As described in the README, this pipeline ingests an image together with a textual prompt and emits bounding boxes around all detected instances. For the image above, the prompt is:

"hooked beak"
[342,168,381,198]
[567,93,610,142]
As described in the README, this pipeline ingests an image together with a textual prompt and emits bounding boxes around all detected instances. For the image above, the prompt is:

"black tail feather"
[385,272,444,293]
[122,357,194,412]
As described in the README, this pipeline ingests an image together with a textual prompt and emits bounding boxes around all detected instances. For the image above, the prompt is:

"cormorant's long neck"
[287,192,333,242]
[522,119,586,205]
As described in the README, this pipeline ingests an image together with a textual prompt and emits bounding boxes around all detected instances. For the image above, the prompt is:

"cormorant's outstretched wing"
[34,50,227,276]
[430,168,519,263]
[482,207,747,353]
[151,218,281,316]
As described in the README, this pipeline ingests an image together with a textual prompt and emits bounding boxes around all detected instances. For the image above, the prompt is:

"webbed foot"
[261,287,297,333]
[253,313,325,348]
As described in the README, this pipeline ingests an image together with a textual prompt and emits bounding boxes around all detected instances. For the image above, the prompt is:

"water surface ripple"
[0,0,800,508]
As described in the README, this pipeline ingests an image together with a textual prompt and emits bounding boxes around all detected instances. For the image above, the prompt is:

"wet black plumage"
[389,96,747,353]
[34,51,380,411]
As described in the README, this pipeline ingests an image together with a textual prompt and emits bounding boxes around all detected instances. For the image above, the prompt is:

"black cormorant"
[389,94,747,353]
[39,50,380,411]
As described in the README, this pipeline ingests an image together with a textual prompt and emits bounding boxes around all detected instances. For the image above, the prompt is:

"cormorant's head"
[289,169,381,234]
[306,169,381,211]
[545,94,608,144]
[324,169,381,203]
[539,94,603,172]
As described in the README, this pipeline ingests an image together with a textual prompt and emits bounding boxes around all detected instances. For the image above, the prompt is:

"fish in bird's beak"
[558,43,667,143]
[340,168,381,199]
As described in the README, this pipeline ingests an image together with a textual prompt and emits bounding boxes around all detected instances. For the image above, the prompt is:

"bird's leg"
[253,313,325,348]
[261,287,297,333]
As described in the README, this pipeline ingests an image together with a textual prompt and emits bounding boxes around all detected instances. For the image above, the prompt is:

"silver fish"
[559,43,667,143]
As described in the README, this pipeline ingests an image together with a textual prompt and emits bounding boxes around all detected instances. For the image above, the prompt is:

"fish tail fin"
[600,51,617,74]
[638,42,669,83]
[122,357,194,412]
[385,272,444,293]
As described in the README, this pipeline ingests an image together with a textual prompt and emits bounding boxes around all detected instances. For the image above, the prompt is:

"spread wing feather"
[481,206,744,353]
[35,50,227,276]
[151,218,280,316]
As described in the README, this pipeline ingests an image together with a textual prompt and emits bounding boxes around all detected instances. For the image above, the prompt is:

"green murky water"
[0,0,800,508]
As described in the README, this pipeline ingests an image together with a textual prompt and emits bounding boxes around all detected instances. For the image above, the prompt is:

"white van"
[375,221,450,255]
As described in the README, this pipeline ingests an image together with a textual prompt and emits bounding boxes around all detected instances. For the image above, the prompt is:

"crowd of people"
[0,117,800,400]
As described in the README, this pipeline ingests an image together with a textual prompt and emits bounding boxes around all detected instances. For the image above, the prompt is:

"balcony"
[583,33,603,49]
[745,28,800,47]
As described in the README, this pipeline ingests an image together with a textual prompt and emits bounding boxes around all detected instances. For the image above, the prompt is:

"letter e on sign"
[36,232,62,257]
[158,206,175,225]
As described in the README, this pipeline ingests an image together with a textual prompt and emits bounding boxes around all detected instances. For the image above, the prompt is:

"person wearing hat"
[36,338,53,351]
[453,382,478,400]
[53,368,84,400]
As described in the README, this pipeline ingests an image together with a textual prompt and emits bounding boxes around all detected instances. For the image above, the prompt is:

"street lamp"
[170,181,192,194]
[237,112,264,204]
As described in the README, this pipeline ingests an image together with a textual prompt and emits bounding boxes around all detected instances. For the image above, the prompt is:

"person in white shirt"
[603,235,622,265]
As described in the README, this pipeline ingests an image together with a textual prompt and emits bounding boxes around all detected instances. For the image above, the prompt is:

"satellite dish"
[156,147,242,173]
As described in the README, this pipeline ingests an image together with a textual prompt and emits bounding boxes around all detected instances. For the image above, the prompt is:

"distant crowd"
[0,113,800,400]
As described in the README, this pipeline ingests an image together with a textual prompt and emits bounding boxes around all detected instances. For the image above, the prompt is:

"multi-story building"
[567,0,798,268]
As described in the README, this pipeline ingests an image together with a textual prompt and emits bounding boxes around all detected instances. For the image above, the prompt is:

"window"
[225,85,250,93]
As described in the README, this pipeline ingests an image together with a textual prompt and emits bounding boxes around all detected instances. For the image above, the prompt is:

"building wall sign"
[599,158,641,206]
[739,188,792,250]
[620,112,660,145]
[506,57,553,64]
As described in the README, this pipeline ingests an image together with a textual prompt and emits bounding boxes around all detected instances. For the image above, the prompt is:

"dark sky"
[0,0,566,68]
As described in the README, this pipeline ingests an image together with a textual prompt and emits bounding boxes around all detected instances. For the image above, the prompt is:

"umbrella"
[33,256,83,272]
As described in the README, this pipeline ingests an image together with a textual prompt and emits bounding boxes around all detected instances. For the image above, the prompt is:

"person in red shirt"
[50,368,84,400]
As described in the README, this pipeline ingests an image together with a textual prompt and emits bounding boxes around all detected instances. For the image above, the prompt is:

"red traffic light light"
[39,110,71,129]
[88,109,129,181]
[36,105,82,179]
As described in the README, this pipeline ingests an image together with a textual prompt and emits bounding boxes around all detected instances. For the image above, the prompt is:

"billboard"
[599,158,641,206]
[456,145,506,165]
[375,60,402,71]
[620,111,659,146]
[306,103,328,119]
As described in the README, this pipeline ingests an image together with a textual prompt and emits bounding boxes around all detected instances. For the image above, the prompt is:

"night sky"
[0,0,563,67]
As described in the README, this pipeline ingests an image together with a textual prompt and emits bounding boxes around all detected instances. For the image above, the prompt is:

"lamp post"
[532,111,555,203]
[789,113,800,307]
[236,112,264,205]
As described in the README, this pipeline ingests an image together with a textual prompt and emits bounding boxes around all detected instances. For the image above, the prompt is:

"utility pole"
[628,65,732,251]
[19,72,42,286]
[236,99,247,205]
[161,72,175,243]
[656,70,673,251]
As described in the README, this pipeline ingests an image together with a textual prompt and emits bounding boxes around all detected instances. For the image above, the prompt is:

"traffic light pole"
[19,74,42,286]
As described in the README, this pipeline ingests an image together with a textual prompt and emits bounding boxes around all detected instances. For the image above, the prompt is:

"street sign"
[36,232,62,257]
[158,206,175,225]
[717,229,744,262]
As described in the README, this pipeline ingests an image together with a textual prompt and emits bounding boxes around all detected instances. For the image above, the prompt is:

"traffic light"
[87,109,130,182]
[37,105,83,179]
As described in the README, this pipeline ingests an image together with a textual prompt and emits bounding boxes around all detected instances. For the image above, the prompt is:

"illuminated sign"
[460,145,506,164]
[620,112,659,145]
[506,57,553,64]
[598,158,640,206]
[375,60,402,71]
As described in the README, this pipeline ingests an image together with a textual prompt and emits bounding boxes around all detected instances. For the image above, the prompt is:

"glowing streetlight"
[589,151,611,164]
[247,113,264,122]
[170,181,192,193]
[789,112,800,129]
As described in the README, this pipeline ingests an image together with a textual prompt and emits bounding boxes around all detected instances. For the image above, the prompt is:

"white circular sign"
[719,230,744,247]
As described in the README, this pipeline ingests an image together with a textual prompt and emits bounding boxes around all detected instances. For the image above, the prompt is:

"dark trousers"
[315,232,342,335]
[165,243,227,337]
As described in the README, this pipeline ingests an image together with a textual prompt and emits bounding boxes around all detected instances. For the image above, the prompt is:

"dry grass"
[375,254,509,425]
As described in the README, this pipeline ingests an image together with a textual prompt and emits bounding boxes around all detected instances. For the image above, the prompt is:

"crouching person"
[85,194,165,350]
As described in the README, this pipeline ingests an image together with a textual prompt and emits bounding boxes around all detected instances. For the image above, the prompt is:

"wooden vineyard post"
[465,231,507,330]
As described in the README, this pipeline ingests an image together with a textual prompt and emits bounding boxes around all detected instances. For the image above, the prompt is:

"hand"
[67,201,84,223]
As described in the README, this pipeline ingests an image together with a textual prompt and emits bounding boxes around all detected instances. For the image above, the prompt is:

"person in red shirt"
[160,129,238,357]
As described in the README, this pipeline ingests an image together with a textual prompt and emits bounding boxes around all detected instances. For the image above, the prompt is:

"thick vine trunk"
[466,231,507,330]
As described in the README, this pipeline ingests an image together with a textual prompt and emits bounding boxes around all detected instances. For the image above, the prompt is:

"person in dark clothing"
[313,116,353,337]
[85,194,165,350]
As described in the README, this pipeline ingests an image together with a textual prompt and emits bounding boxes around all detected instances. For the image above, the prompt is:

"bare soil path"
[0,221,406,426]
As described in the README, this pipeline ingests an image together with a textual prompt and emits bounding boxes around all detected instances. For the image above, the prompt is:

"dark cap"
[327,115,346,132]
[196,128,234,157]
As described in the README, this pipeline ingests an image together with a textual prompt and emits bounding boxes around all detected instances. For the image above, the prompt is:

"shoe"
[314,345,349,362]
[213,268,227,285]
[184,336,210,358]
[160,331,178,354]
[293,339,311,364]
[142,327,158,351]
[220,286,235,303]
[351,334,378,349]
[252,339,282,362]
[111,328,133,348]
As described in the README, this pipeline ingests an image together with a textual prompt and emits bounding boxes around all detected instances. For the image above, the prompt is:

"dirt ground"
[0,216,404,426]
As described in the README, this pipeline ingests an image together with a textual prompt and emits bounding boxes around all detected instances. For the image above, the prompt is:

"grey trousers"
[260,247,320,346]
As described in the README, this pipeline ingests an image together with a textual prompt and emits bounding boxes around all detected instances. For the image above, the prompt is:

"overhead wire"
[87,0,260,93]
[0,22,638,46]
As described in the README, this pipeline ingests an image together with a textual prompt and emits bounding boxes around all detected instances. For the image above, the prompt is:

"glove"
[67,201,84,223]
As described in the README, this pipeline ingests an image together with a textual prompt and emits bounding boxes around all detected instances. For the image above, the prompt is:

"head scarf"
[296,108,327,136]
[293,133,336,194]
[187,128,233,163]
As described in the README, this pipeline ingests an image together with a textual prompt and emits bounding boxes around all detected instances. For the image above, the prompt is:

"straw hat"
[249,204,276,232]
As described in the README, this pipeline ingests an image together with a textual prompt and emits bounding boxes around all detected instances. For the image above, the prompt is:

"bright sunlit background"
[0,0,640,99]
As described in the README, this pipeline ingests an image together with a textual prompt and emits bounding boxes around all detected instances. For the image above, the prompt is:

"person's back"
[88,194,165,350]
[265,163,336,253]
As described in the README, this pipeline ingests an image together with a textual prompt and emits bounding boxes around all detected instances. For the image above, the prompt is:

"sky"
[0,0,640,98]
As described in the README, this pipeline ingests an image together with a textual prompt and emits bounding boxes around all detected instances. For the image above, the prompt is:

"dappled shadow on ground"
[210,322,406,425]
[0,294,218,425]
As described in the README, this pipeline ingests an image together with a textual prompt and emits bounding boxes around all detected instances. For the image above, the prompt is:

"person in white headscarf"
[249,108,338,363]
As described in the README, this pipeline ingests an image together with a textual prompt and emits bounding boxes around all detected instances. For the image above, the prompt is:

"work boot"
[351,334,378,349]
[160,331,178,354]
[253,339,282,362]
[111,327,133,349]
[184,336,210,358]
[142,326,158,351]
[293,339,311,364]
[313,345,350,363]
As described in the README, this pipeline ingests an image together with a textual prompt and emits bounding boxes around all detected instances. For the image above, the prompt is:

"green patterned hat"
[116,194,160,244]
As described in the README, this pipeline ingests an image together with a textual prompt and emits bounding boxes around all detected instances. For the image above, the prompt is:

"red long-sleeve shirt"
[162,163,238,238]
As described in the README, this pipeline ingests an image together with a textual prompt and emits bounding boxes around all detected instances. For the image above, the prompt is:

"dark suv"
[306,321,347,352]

---

_SCOPO DEL COMPITO_. Riporta i dati partendo dall'inizio e terminando con la riga che contiene "[151,218,281,316]", inclusa, cambiando "hooked beak" in "curved beak" e lasciando invariato tutto il resto.

_RISPOSTA AL COMPITO_.
As described in the README, this pipeline ingests an image together with a textual prompt and emits bounding boxes around all detected instances. For the image above, the prompt is:

"curved beak"
[342,168,381,198]
[567,93,610,142]
As described in the README, this pipeline ingests an image together with a textual prompt and emits bounding boxes around all detected instances. For the image above, the prompt is:

"black tail feather"
[385,272,444,293]
[122,357,194,412]
As described in the README, this pipeline ingests an image together with a textual prompt and emits bounding boxes around all detected instances. For the image above, the prompt is:

"cormorant's long neck"
[287,192,333,242]
[522,119,586,205]
As described in the README, this pipeline ingests an image together with a textual prompt and emits bounding boxes around all detected instances. For the image above, the prompt is:

"cormorant's outstretched wing"
[34,50,227,276]
[430,168,519,263]
[482,207,747,353]
[151,218,281,316]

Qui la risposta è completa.